Lütfen aşağıdaki listede "Isolate each white flower" geçen satırdan başlayıp "[87,497,135,583]" geçen satırda biten bölümü, iki uç satır da dahil, hiçbir şeyi değiştirmeden yeniden yaz.

* * * * *

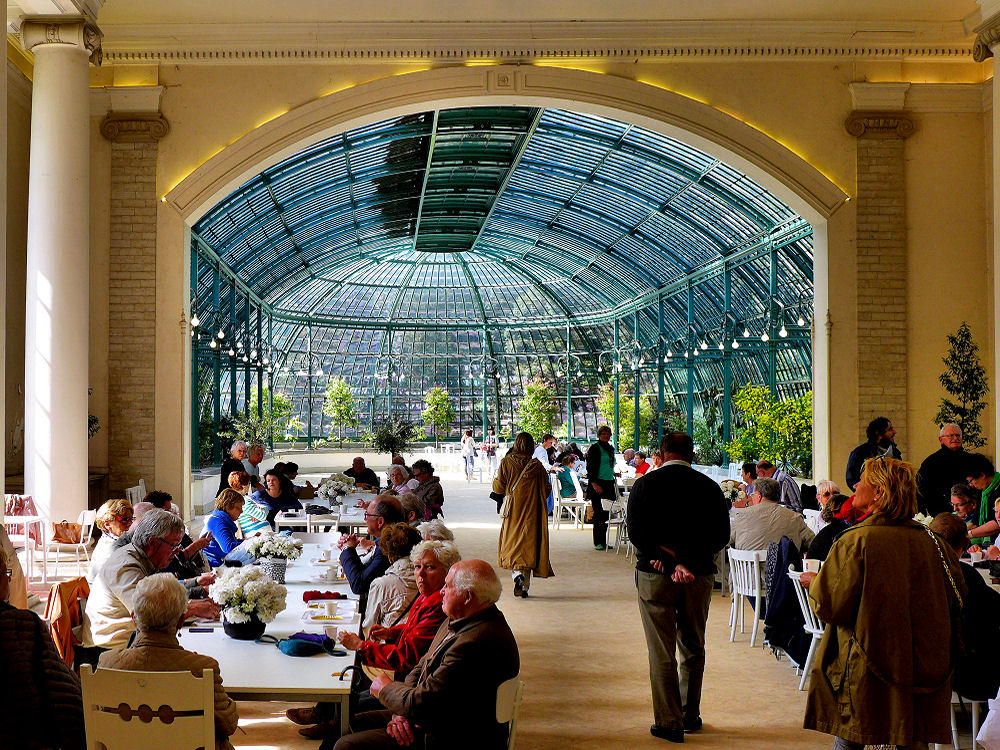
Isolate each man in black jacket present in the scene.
[626,432,729,742]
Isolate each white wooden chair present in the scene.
[728,549,767,648]
[45,510,97,578]
[788,565,823,690]
[80,666,215,750]
[497,677,524,750]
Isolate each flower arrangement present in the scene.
[719,479,747,505]
[316,474,354,501]
[244,532,302,560]
[208,565,287,624]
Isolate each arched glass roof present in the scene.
[192,107,813,458]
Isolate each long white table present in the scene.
[180,534,359,734]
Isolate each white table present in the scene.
[180,534,359,734]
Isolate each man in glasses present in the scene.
[917,422,969,516]
[84,509,219,649]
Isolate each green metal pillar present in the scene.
[722,264,736,466]
[654,296,667,450]
[611,318,621,446]
[632,310,642,450]
[687,285,698,437]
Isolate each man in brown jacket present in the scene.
[335,560,521,750]
[99,573,240,750]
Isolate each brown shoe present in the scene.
[299,721,338,740]
[285,707,319,726]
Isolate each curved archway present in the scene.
[164,66,848,474]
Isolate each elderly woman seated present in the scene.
[0,548,87,750]
[87,498,134,583]
[930,513,1000,701]
[99,573,239,750]
[361,523,420,633]
[285,541,462,739]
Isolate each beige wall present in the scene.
[0,57,993,506]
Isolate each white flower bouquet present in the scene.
[244,532,302,560]
[208,565,288,624]
[316,474,354,502]
[719,479,747,505]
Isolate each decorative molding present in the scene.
[844,112,915,138]
[101,112,170,143]
[104,21,972,64]
[21,16,104,65]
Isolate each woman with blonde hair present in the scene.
[802,456,966,750]
[87,497,135,583]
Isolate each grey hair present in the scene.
[132,508,184,550]
[417,518,455,542]
[399,492,427,524]
[132,573,187,632]
[410,539,462,571]
[816,479,840,495]
[753,477,781,502]
[451,565,503,605]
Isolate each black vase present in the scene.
[222,614,267,641]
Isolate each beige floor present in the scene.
[223,482,831,750]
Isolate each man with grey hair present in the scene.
[87,509,219,649]
[99,573,240,750]
[335,560,521,750]
[917,422,969,516]
[729,478,815,551]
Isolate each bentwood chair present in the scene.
[497,677,524,750]
[80,666,215,750]
[728,549,767,648]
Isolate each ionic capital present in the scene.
[972,16,1000,62]
[844,110,915,138]
[21,16,104,65]
[101,112,170,143]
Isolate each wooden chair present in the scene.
[45,510,97,577]
[728,549,767,648]
[788,565,823,690]
[80,666,215,750]
[497,677,524,750]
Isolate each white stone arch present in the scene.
[163,66,848,477]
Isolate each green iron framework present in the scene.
[191,107,813,462]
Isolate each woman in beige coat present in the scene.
[803,457,966,750]
[493,432,554,599]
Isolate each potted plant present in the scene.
[245,532,302,583]
[208,565,287,640]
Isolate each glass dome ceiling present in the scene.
[192,107,813,458]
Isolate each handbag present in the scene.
[52,518,83,544]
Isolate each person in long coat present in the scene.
[802,457,966,750]
[493,432,555,599]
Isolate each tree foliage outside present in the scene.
[934,321,990,448]
[517,377,559,442]
[596,383,657,451]
[365,417,417,456]
[323,378,358,447]
[420,385,455,447]
[725,385,812,476]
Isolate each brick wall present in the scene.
[102,118,166,494]
[847,112,913,456]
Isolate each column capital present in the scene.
[972,15,1000,62]
[101,112,170,143]
[844,110,915,138]
[21,16,104,65]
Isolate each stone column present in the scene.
[846,94,913,458]
[21,16,101,520]
[972,8,1000,452]
[101,86,169,491]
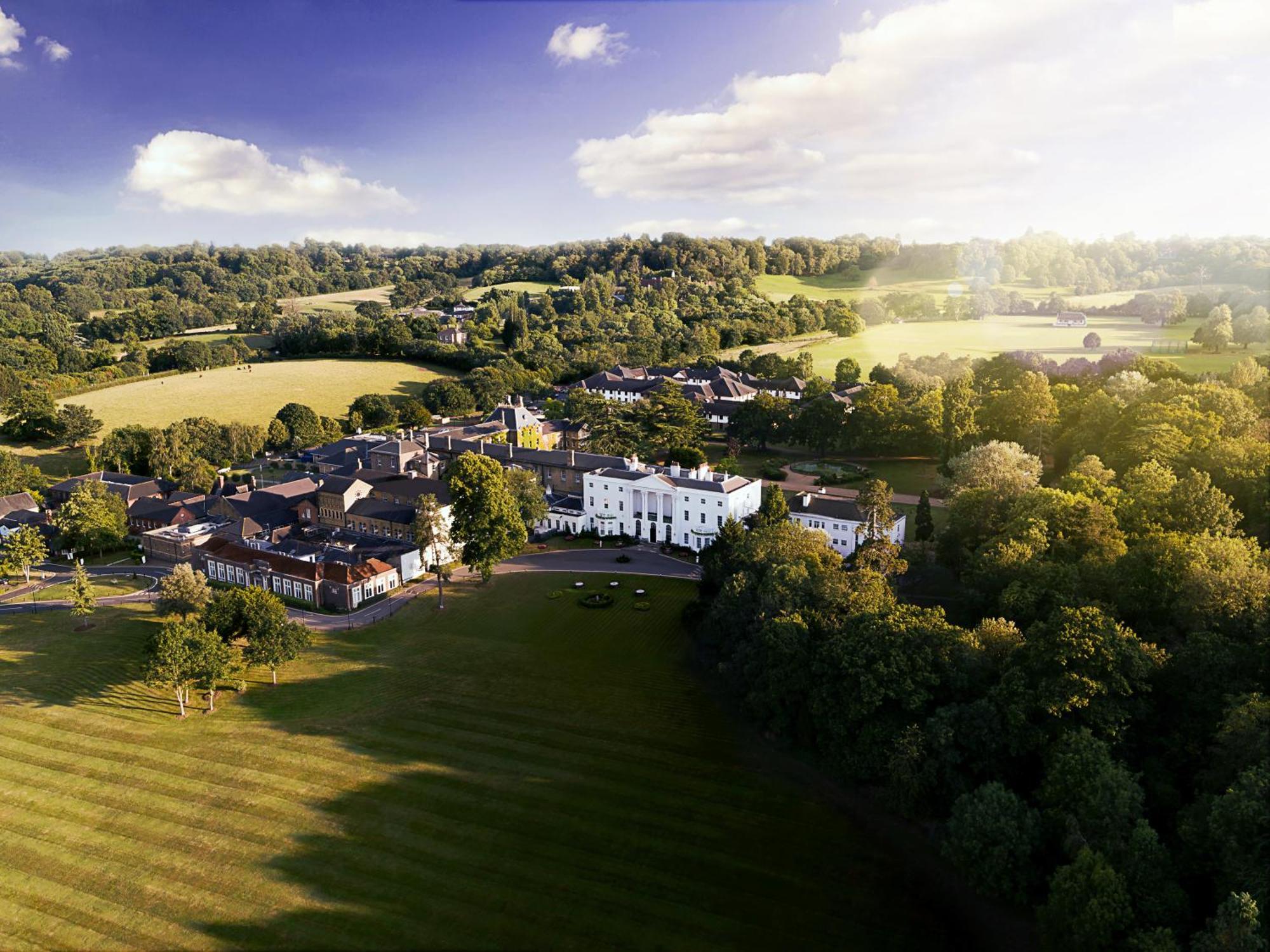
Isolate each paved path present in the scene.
[781,466,945,507]
[494,546,701,579]
[0,546,701,631]
[0,562,171,614]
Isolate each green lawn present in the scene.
[756,268,1243,307]
[0,573,965,949]
[725,315,1265,380]
[464,281,556,301]
[142,330,273,351]
[278,285,392,311]
[831,456,940,496]
[27,575,150,601]
[60,361,457,432]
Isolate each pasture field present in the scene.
[0,573,966,949]
[757,268,1243,309]
[464,281,556,301]
[278,285,392,311]
[724,315,1265,380]
[58,359,457,433]
[137,328,273,351]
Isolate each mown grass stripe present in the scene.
[0,575,945,952]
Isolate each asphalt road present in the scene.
[0,546,701,631]
[494,546,701,579]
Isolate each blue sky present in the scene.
[0,0,1270,253]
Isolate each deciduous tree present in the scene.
[155,562,212,618]
[0,525,48,584]
[446,453,528,581]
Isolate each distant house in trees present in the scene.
[785,488,906,556]
[1054,311,1088,328]
[0,492,39,519]
[485,396,551,450]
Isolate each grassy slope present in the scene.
[278,285,392,311]
[55,361,455,432]
[464,281,555,301]
[0,575,956,949]
[27,575,150,601]
[729,315,1265,379]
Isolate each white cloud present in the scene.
[128,130,411,215]
[305,226,446,248]
[36,37,71,62]
[573,0,1270,225]
[546,23,627,66]
[617,216,763,238]
[0,9,27,70]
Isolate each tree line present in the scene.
[693,354,1270,951]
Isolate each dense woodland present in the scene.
[693,354,1270,952]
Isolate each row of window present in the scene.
[207,558,314,601]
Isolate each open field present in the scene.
[464,281,556,301]
[138,328,273,351]
[51,361,457,432]
[278,285,392,311]
[724,315,1265,380]
[757,269,1243,307]
[0,575,966,949]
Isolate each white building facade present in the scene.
[582,459,763,551]
[787,492,906,556]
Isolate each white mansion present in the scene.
[582,457,762,551]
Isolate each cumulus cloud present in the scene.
[0,8,27,70]
[305,226,446,248]
[36,37,71,62]
[618,217,762,238]
[546,23,627,66]
[573,0,1270,217]
[128,130,411,215]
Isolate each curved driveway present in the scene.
[0,546,701,631]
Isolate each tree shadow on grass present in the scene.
[0,608,164,711]
[201,763,964,949]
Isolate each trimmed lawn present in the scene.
[725,315,1266,380]
[892,502,949,542]
[464,281,556,301]
[0,573,965,949]
[58,359,448,433]
[831,456,940,496]
[28,575,150,601]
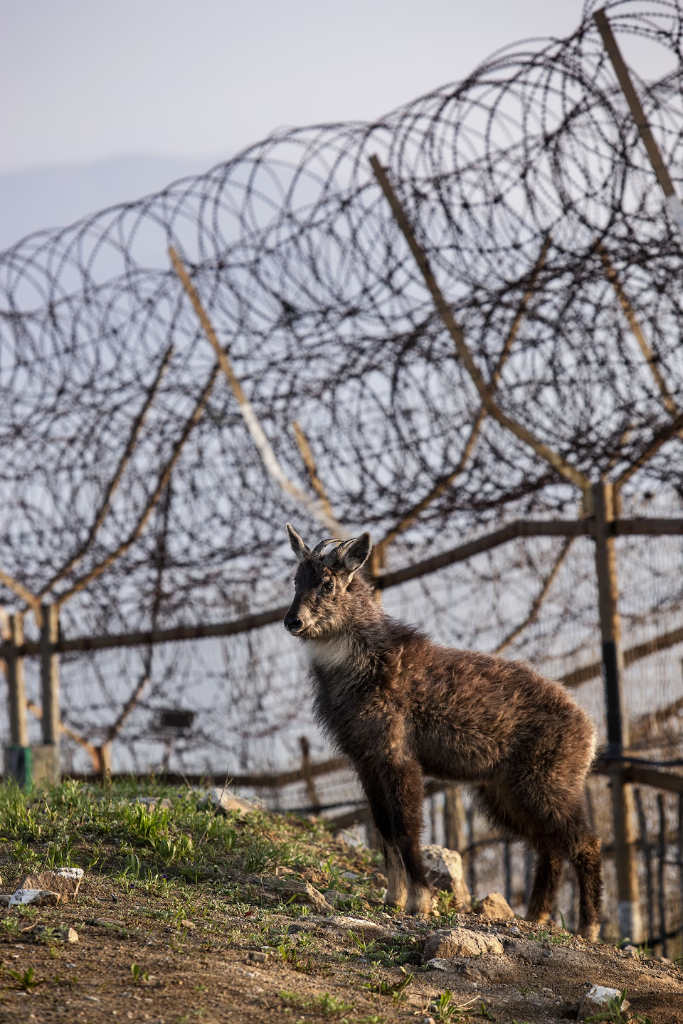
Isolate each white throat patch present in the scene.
[306,636,353,669]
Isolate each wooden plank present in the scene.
[0,519,683,659]
[7,615,29,746]
[593,9,676,199]
[168,246,349,540]
[376,519,593,590]
[370,156,590,490]
[40,604,60,745]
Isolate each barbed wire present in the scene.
[0,0,683,761]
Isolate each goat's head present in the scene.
[285,523,372,639]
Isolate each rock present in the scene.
[321,914,399,938]
[422,845,471,909]
[8,889,61,906]
[473,893,515,921]
[22,867,83,903]
[426,956,453,971]
[198,786,259,814]
[133,797,173,814]
[324,889,351,906]
[577,985,630,1021]
[283,879,330,913]
[423,928,503,963]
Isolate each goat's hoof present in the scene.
[405,889,432,918]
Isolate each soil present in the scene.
[0,879,683,1024]
[0,783,683,1024]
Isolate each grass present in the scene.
[278,990,353,1017]
[0,781,378,888]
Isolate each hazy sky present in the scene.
[0,0,583,171]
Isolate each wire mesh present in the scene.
[0,0,683,794]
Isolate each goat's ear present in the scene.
[341,534,373,574]
[287,522,310,562]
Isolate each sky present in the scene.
[0,0,583,171]
[0,0,660,250]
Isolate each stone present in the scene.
[321,914,399,938]
[577,985,631,1021]
[423,928,503,963]
[8,889,61,906]
[133,797,173,814]
[426,956,453,971]
[283,879,331,913]
[323,889,351,906]
[422,845,472,909]
[199,786,259,814]
[20,867,83,903]
[473,893,515,921]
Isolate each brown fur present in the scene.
[285,525,602,939]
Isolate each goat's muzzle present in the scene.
[285,608,303,636]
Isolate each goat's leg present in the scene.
[526,850,563,924]
[385,761,432,918]
[356,766,408,910]
[570,833,602,942]
[356,760,432,916]
[384,840,408,910]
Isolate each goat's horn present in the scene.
[324,537,355,565]
[313,537,339,555]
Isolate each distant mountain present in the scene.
[0,156,228,251]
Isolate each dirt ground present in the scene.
[0,880,683,1024]
[0,783,683,1024]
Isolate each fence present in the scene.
[0,0,683,935]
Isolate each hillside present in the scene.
[0,782,683,1024]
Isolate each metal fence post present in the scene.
[40,604,59,745]
[592,481,642,942]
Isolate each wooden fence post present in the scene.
[592,481,642,942]
[634,788,654,939]
[443,785,466,853]
[40,604,59,746]
[299,736,321,807]
[7,614,29,746]
[657,793,669,956]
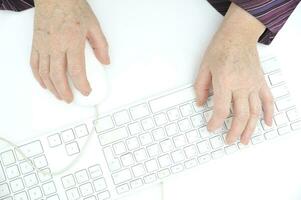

* * * * *

__Görev sonucu__:
Isolate each white flower bouquet present in the scene.
[244,532,302,560]
[208,565,288,624]
[316,474,354,502]
[719,479,747,505]
Isolate each decorative molding present in the scene.
[844,112,915,138]
[101,112,170,143]
[104,21,972,64]
[21,16,104,65]
Isolate each woman with blonde hair present in the scene.
[802,456,966,750]
[87,497,135,583]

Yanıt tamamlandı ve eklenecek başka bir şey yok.